This piece was originally located above a doorway in the tomb of Iniuia and Yui from Saqqara. We don’t know a whole heck of a lot about them. Iniuia is the husband and Yui is his wife. In the inscription on this fragment, Iniuia is referred to by the title “Overseer of the Treasury of Silver and Gold of the Lord of the Two Lands.” At some later point in his career, he gets the titles “Overseer of the Cattle of Amun” and “Royal Scribe and Chief Steward of the Great Palace” and Yui is referred to as the “Lady of the House, the Chanteress of Amun,” which we see on their darling little double shawabty coffin lid from the MFA in Boston, which I had the pleasure of seeing in person for the first time just a couple weeks ago and snapped this lame cell phone picture.

» Work instructions:
a - In one to three sentences, explain how the passage on Iniuia and Yui shows that Yui held the title "Lady of the House, the Chanteress of Amun."
b - Pick up the passage on Iniuia and Yui after its final sentence and write what comes next.
The lines after the passage on Iniuia and Yui aren't needed for anything here.

» Material shown:
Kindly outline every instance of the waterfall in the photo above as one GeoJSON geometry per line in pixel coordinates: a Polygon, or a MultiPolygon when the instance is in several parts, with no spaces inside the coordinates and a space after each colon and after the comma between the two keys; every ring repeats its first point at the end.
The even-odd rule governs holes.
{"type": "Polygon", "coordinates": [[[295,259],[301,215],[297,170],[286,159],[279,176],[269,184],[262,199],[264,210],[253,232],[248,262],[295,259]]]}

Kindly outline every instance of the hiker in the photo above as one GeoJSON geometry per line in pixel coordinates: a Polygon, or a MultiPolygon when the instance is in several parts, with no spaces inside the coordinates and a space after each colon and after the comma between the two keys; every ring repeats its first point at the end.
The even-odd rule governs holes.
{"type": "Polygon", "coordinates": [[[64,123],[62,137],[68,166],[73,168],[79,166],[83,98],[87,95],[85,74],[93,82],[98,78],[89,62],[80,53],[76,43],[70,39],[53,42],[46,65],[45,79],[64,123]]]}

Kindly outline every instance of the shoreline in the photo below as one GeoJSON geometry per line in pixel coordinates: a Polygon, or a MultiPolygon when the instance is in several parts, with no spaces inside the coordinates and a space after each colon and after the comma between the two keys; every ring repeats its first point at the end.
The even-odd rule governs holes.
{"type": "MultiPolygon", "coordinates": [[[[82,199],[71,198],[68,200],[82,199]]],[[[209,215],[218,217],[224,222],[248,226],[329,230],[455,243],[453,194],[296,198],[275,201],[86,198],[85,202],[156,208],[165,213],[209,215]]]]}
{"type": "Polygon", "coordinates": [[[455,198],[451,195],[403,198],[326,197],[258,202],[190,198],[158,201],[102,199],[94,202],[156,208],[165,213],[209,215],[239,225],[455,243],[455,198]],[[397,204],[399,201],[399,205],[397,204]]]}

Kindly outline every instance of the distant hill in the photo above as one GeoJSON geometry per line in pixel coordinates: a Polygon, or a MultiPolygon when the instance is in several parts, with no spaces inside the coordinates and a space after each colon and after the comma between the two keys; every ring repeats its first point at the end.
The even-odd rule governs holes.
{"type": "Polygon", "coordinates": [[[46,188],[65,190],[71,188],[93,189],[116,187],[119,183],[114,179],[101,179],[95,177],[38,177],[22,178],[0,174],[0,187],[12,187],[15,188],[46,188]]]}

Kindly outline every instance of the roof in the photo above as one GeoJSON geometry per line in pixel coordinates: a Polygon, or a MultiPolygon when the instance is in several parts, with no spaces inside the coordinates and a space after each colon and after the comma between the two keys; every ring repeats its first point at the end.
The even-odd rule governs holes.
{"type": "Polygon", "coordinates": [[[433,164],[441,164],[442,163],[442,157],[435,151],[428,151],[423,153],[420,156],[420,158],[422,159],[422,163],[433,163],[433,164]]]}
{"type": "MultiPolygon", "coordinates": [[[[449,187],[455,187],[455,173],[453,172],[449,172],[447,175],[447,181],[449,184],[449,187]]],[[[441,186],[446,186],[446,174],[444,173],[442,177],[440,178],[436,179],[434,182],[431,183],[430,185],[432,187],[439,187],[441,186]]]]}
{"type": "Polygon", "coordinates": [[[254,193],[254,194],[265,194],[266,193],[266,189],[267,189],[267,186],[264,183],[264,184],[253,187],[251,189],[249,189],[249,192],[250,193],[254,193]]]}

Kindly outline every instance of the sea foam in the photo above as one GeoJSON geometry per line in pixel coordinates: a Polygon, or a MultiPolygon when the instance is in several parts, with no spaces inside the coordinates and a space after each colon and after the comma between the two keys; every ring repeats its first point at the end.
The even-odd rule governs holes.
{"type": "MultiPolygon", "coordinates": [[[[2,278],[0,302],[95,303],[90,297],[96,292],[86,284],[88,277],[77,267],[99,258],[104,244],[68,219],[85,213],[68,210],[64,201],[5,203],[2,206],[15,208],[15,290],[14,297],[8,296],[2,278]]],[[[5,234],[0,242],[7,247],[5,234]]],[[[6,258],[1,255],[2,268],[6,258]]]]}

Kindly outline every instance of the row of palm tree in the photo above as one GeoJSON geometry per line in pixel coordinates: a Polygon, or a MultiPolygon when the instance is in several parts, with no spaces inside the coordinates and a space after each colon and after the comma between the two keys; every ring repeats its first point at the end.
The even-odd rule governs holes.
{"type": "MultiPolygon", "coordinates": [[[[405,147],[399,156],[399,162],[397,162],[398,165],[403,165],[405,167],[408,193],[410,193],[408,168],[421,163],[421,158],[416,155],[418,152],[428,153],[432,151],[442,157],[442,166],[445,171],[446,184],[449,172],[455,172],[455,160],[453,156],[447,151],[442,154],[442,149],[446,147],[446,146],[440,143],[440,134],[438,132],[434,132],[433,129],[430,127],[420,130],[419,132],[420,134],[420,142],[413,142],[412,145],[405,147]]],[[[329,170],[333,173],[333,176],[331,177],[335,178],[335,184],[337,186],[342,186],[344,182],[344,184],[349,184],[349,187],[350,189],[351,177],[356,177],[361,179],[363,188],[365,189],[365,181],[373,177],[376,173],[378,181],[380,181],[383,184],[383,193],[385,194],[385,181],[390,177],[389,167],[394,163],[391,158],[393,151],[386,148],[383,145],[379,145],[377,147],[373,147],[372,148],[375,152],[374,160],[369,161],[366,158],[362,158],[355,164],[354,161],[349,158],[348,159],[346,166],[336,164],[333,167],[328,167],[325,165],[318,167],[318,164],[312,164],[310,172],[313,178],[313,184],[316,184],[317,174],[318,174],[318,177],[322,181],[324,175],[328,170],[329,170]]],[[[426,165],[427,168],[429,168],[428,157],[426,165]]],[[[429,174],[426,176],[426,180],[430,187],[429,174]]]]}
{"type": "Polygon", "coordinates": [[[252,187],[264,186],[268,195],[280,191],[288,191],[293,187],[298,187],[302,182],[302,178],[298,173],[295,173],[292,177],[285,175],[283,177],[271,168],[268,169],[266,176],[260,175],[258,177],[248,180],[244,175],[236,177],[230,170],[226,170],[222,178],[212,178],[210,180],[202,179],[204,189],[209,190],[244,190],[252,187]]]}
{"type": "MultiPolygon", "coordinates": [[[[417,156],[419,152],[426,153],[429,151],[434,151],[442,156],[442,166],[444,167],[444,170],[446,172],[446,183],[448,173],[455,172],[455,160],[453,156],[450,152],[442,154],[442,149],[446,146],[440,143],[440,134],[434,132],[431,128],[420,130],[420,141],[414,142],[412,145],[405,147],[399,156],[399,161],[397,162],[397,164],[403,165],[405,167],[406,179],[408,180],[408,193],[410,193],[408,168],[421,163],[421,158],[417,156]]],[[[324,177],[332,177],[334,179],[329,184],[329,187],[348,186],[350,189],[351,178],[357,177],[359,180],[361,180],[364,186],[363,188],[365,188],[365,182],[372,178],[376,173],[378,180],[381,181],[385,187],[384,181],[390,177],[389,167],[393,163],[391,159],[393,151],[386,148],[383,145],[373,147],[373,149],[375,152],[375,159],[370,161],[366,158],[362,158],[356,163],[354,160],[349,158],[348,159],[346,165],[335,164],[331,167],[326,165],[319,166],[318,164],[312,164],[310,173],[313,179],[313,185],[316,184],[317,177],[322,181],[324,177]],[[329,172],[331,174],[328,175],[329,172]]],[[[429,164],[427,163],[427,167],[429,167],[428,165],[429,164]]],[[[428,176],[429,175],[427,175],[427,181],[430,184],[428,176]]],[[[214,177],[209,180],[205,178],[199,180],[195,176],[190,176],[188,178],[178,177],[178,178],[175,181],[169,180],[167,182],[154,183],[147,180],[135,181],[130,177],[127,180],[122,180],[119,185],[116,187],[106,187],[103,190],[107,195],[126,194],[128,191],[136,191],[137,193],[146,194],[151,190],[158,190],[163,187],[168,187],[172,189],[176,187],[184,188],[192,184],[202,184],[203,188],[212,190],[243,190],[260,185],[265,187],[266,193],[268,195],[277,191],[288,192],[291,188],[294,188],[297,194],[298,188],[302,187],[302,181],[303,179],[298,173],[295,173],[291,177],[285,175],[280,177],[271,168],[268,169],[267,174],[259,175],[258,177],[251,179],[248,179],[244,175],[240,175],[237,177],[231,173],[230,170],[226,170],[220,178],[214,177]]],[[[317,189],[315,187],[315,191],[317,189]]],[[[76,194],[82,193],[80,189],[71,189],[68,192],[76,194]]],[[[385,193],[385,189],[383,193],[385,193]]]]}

» The responses:
a - That title appears on the couple's double shawabty coffin lid from the MFA in Boston. The writer saw this lid in person a couple of weeks before writing.

b -
What we are really interested in with the lintel, though, is the Amarna influence. We see Iniuia and Yui supplicating before Osiris and Isis, their hands raised in prayer, so this is clearly after the Amarna period, since the orthodox gods have been reintroduced. But look closely at Iniuia and Yui. Notice their slender limbs, elongated torsos, protruding chins, pronounced cheekbones, sharp almondine eyes, and their little potbellies. Note also how the artists has seemingly rendered a straight line from the tips of their noses to the peak of their foreheads. These are all very distinctive traits developed during the Amarna period. Even upwards of 50 years or more after the reign of the heretic king Akhenaten, after the radical transformation of Egyptian art, religion, and society, then after the rampant, vehement, passionate movement to eradicate all traces of the previous order and restore Egypt to its orthodox religious traditions, we still continue to see a lasting artistic influence of the monumentally influential Amarna period.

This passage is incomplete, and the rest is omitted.